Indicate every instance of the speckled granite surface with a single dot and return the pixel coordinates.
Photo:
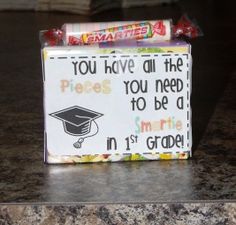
(130, 214)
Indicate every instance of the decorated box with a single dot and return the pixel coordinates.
(117, 102)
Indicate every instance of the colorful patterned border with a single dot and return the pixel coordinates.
(53, 159)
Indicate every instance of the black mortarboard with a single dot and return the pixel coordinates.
(76, 120)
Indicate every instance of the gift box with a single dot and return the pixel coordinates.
(117, 102)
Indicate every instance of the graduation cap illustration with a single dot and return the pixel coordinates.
(77, 121)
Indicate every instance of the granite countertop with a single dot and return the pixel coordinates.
(201, 190)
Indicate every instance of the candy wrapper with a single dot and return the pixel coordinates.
(92, 33)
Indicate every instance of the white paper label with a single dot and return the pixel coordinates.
(108, 104)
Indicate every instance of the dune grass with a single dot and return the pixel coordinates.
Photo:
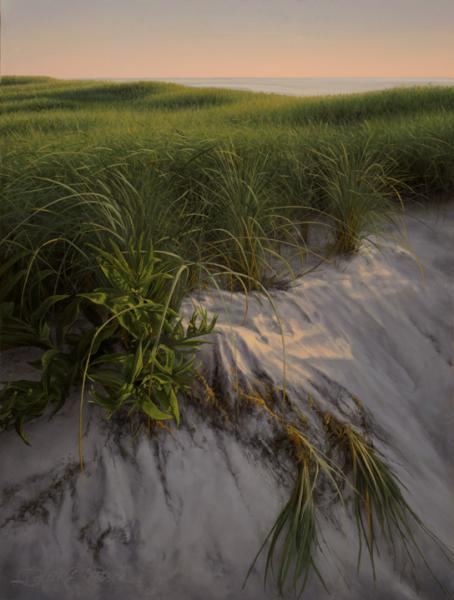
(118, 200)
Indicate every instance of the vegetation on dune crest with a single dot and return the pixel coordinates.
(118, 200)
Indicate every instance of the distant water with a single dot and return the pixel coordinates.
(304, 86)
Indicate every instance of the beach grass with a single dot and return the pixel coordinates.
(119, 200)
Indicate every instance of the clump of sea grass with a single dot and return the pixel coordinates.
(380, 509)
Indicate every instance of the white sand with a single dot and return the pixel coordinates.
(181, 516)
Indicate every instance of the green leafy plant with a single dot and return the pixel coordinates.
(131, 344)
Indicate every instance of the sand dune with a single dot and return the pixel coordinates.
(181, 516)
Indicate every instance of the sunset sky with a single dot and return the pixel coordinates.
(228, 38)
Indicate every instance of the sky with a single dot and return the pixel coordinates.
(228, 38)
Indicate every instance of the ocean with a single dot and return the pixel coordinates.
(302, 86)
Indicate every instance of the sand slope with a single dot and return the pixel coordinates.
(181, 516)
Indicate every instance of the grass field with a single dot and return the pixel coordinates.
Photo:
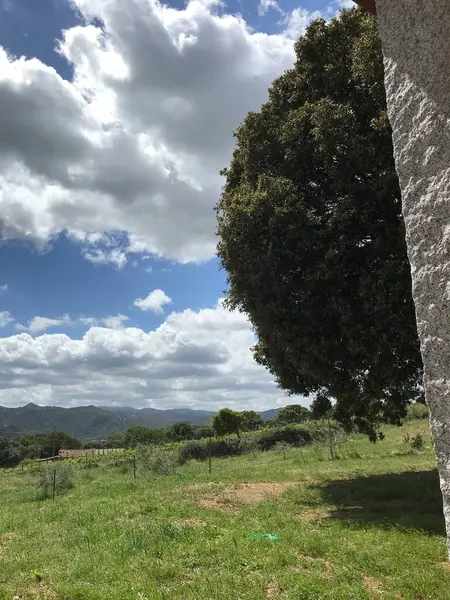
(352, 529)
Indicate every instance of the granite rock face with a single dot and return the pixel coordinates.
(416, 46)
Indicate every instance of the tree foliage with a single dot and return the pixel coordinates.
(293, 413)
(312, 235)
(226, 421)
(250, 420)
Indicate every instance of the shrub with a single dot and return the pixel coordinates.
(294, 436)
(417, 411)
(417, 442)
(156, 460)
(61, 476)
(192, 451)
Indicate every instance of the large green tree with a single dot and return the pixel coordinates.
(293, 413)
(227, 421)
(311, 231)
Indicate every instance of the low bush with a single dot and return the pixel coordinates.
(417, 411)
(264, 439)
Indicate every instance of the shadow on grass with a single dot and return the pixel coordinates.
(409, 500)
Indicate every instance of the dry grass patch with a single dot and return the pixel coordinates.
(248, 493)
(5, 539)
(373, 586)
(189, 522)
(312, 515)
(272, 591)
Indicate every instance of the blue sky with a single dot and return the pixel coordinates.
(115, 118)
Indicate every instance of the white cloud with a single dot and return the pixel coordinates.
(265, 5)
(116, 322)
(199, 359)
(5, 318)
(103, 257)
(297, 21)
(135, 142)
(155, 301)
(39, 324)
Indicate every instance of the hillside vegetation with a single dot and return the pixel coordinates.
(366, 526)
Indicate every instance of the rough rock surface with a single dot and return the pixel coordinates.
(416, 47)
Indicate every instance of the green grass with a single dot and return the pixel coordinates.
(351, 529)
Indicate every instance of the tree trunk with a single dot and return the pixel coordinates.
(416, 47)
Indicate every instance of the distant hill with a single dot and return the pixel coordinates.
(94, 423)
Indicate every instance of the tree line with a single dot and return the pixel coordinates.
(33, 446)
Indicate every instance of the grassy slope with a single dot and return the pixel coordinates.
(352, 529)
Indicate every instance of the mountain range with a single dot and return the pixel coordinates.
(96, 423)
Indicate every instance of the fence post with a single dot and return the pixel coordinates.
(54, 483)
(209, 458)
(330, 439)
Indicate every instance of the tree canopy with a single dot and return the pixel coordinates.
(312, 235)
(293, 413)
(250, 420)
(226, 421)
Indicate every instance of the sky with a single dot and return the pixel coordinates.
(116, 117)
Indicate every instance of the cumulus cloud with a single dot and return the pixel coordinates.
(297, 21)
(116, 322)
(38, 324)
(200, 359)
(5, 318)
(155, 301)
(265, 5)
(135, 141)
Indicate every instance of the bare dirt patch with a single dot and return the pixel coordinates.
(312, 515)
(272, 591)
(248, 493)
(5, 539)
(306, 562)
(373, 586)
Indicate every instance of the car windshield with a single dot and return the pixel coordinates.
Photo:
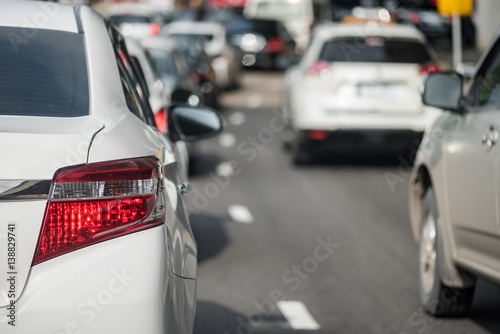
(43, 76)
(284, 10)
(263, 27)
(374, 50)
(163, 62)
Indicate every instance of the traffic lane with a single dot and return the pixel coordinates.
(367, 284)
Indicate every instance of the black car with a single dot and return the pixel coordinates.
(264, 43)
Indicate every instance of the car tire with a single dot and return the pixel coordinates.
(300, 154)
(437, 298)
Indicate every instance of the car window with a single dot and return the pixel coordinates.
(374, 49)
(121, 19)
(46, 76)
(486, 87)
(163, 62)
(137, 100)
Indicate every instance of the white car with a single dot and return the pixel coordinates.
(225, 58)
(357, 90)
(94, 235)
(297, 16)
(453, 193)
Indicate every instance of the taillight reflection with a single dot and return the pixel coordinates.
(97, 202)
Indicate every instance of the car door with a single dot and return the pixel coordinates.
(473, 166)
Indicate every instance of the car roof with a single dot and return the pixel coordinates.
(328, 31)
(38, 15)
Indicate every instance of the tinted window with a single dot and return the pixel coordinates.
(486, 88)
(164, 62)
(374, 49)
(120, 19)
(45, 75)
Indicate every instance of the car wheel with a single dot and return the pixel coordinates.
(300, 154)
(437, 298)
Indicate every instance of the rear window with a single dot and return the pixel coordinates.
(44, 75)
(121, 19)
(163, 62)
(374, 49)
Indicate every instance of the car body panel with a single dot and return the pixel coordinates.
(141, 282)
(358, 96)
(462, 167)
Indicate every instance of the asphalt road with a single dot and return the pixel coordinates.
(325, 248)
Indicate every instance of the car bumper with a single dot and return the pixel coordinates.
(360, 141)
(124, 285)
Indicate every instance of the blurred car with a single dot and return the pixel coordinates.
(225, 58)
(90, 190)
(264, 43)
(428, 20)
(136, 20)
(297, 16)
(357, 90)
(453, 195)
(171, 66)
(200, 68)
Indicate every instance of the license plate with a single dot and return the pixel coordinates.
(377, 90)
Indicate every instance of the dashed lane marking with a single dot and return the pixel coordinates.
(240, 214)
(297, 315)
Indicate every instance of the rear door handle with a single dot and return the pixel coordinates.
(491, 138)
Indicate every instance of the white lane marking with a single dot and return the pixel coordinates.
(237, 118)
(254, 101)
(240, 214)
(276, 85)
(227, 140)
(225, 169)
(297, 315)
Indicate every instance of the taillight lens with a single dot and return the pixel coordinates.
(320, 68)
(275, 44)
(161, 118)
(96, 202)
(429, 68)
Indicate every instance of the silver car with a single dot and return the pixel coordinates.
(454, 189)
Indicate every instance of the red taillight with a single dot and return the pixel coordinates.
(318, 134)
(429, 68)
(414, 18)
(161, 119)
(320, 68)
(154, 29)
(275, 44)
(97, 202)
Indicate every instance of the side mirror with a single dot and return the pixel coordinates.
(443, 90)
(190, 124)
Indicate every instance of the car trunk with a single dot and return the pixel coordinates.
(32, 149)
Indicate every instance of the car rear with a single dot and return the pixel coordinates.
(83, 235)
(361, 92)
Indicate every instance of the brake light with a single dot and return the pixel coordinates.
(429, 68)
(320, 68)
(318, 134)
(161, 119)
(96, 202)
(275, 44)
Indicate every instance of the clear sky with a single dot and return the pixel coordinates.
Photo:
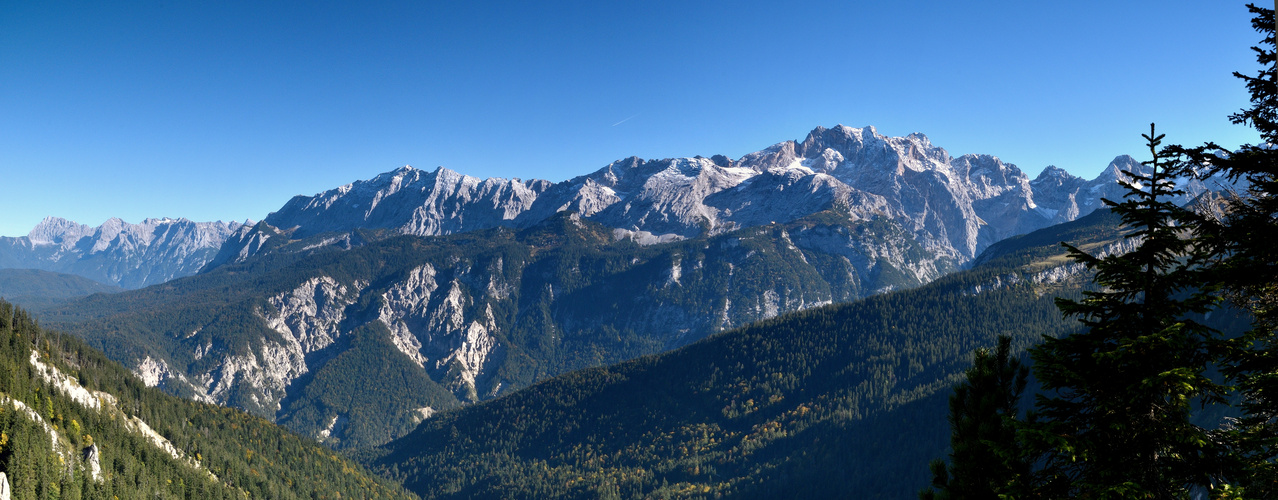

- _Task_:
Leave every picture out. Retype the remaining data exactly.

- _Expected output_:
Indicate every instance of the speckled granite surface with a single dot and return the pixel coordinates.
Photo:
(130, 214)
Indicate every instance of the decorated box with a single dot and return the pixel coordinates.
(117, 102)
Indicate every instance of the colorful patterned border with a single dot and return the pixel coordinates.
(53, 159)
Indicate every instance of the black mortarboard with a single dot and return the pixel coordinates.
(76, 120)
Indicate every instance of the gift box with a single dot and return the pixel coordinates.
(117, 102)
Indicate every instance of the graduation cap illustration with a single dot and return the pixel coordinates.
(77, 121)
Indicate every instance of the granite countertop with a single dot and return the pixel coordinates.
(201, 190)
Indicate every instance of the candy wrapper with a single dot and return the pixel coordinates.
(92, 33)
Indicate every instance of the white paper label with a single dot and return the pixel coordinates.
(108, 104)
Indicate every instance of the dune grass with a single dot and return the pixel coordinates.
Photo:
(118, 200)
Indicate every instance of the vegetation on dune crest with a single dot and return the pixel coordinates.
(118, 200)
Indicate every instance of the distant water with a single dot and return the pixel coordinates.
(304, 86)
Indicate every instance of the beach grass with a single dot and return the pixel coordinates.
(119, 200)
Indicate every instance of the clump of sea grass with a single dot and return the pixel coordinates.
(380, 509)
Indicate every instance of the white sand with a single dot and return the pixel coordinates.
(181, 516)
Indicate every instance of the green leafy plant with a single dot and return the pixel coordinates.
(131, 344)
Indicate every instance of the sand dune with a single dot and return the pixel coordinates.
(181, 516)
Indicate every instance of the sunset sky with a single dot and return the pixel coordinates.
(228, 38)
Indicate every instance of the sky with a single dot and return the pixel coordinates.
(228, 38)
Indicate every instance of the ocean with a single dot and return the pixel coordinates.
(302, 86)
Indicate every instance of the sand slope with a single dot and return the pixel coordinates.
(181, 516)
Indicate every instance of the grass field with a single dot and return the pixel coordinates.
Photo:
(352, 529)
Indicate every instance of the granite rock face with a single dot and return the pixel coordinates.
(416, 46)
Indicate every instance of the tree foliage with a single dot and return the pixel coordinates.
(293, 413)
(312, 235)
(226, 421)
(250, 420)
Indicate every instance of the shrub with a single dot and return the pixel coordinates.
(294, 436)
(417, 411)
(417, 442)
(156, 460)
(61, 476)
(192, 451)
Indicate every instance of the large green tree with a single dot and return the pixel coordinates.
(293, 413)
(227, 421)
(311, 231)
Indicate every instance of the low bush with a single dot and return the pixel coordinates.
(417, 411)
(264, 439)
Indicate every instance of the shadow on grass with a single dot and return the pixel coordinates.
(409, 500)
Indicate every instance of the dry grass patch with a single dot and return the pixel coordinates.
(248, 493)
(5, 539)
(373, 586)
(189, 522)
(312, 515)
(272, 591)
Indicate every instance of the blue sky with a single dot and return the pixel coordinates.
(115, 118)
Indicate every instance of the white cloud with a single dot and return the pixel coordinates.
(265, 5)
(116, 322)
(199, 359)
(5, 318)
(103, 257)
(297, 21)
(135, 142)
(155, 301)
(39, 324)
Indicate every instance of the hillside vegetation with a single dot and return the pixel coordinates.
(366, 526)
Indicate every instance of the rough rock surface with a single dot and return the pixel coordinates.
(416, 47)
Indicate every instance of the green grass with a single dot and return the pixel coordinates.
(351, 529)
Indicate every instance of the tree trunk with a single dot and return the pixel coordinates.
(416, 47)
Indicate every instance of the distant hill with a single dot and return the pixel coordinates.
(94, 423)
Indicate every instance of the tree line with a single dot and return the pixel coordinates.
(33, 446)
Indicate every instance of the grassy slope with a single dot and return the pixel coordinates.
(352, 529)
Indicate every instance of the mountain range with a single dot and return the pixel coordinates.
(96, 423)
Indicate every instance of the fence post with a single dot and return the pixel coordinates.
(54, 483)
(209, 458)
(330, 439)
Indicate every instance of the tree canopy with a single dot and return the pixel coordinates.
(312, 235)
(293, 413)
(250, 420)
(226, 421)
Indicate every instance of the sky with a single dot and return the pixel coordinates.
(116, 117)
Indicate every instance of the cumulus cloud with a single dot and return the pixel coordinates.
(297, 21)
(116, 322)
(38, 324)
(200, 359)
(5, 318)
(155, 301)
(265, 5)
(135, 141)
Indicate every instance of the bare dirt patch with a single dot and return the pixel coordinates.
(312, 515)
(272, 591)
(248, 493)
(5, 539)
(306, 562)
(373, 586)
Indicate every instance of the car windshield with a single dot and return the pixel coordinates.
Photo:
(43, 76)
(284, 10)
(263, 27)
(374, 50)
(163, 62)
Indicate every instance of the traffic lane with a single dot and return the pixel coordinates.
(367, 284)
Indicate every instance of the black car with a single dot and return the pixel coordinates.
(264, 43)
Indicate every instance of the car tire with a single dot and return the pixel coordinates.
(300, 154)
(437, 298)
Indicate every instance of the car window with a single dot and return the pixel coordinates.
(374, 49)
(121, 19)
(46, 76)
(486, 87)
(163, 62)
(137, 100)
Indicate every instance of the white car with a single dot and return the pixel coordinates.
(225, 58)
(357, 90)
(94, 235)
(297, 16)
(453, 193)
Indicate every instance of the taillight reflection with a single dot and return the pixel coordinates.
(97, 202)
Indicate every instance of the car door with a single dot and return the pixel coordinates.
(473, 166)
Indicate every instance of the car roof with a single dot and return the pixel coordinates.
(328, 31)
(38, 15)
Indicate every instance of the tinted window with a single dot and return the pixel coordinates.
(486, 88)
(164, 62)
(374, 49)
(120, 19)
(45, 75)
Indicate every instance of the car wheel with a single dot and return the pixel coordinates.
(300, 154)
(437, 298)
Indicate every instance of the rear window with a single dot and return the pixel coordinates.
(44, 75)
(121, 19)
(163, 62)
(374, 49)
Indicate every instance of the car body panel with a single dot and return the pixel coordinates.
(141, 282)
(358, 96)
(462, 167)
Indicate every instance of the asphalt road with a single dot and return the pixel coordinates.
(325, 248)
Indicate every instance of the car bumper with a single dot and return the pixel coordinates.
(360, 141)
(124, 285)
Indicate every instance of the blurred car with a single dot and return the pixel coordinates.
(225, 58)
(90, 190)
(264, 43)
(428, 20)
(136, 20)
(297, 16)
(357, 90)
(453, 195)
(171, 66)
(200, 68)
Indicate every instance of the license plate with a single dot and return the pixel coordinates.
(377, 90)
Indicate every instance of the dashed lane marking with a single dot and return the pixel coordinates.
(240, 214)
(297, 315)
Indicate every instance of the rear door handle with a single dot and return the pixel coordinates.
(491, 138)
Indicate every instance of the white lane marking with a single dot and return the pixel coordinates.
(237, 118)
(254, 101)
(240, 214)
(276, 85)
(227, 140)
(225, 169)
(297, 315)
Indicate every instance of the taillight lens with a single dot and return the pixel coordinates.
(320, 68)
(275, 44)
(161, 118)
(96, 202)
(429, 68)
Indicate every instance of the silver car with a single dot and return the pixel coordinates.
(454, 189)
Indicate every instance of the red taillight with a single dot and return the pixel coordinates.
(318, 134)
(429, 68)
(414, 18)
(161, 119)
(320, 68)
(154, 29)
(275, 44)
(97, 202)
Indicate every instance of the side mirror with a single dot and return the pixel coordinates.
(443, 90)
(190, 124)
Indicate every instance of the car trunk with a single dot and return the pixel coordinates.
(32, 149)
Indicate every instance of the car rear with a single dot and return the pixel coordinates.
(83, 235)
(361, 92)
Indicate every instance of the brake light with a single dot and return the pixel coordinates.
(429, 68)
(320, 68)
(318, 134)
(161, 119)
(96, 202)
(275, 44)
Indicate every instance of the clear sky with a single dot and return the pixel coordinates.
Photo:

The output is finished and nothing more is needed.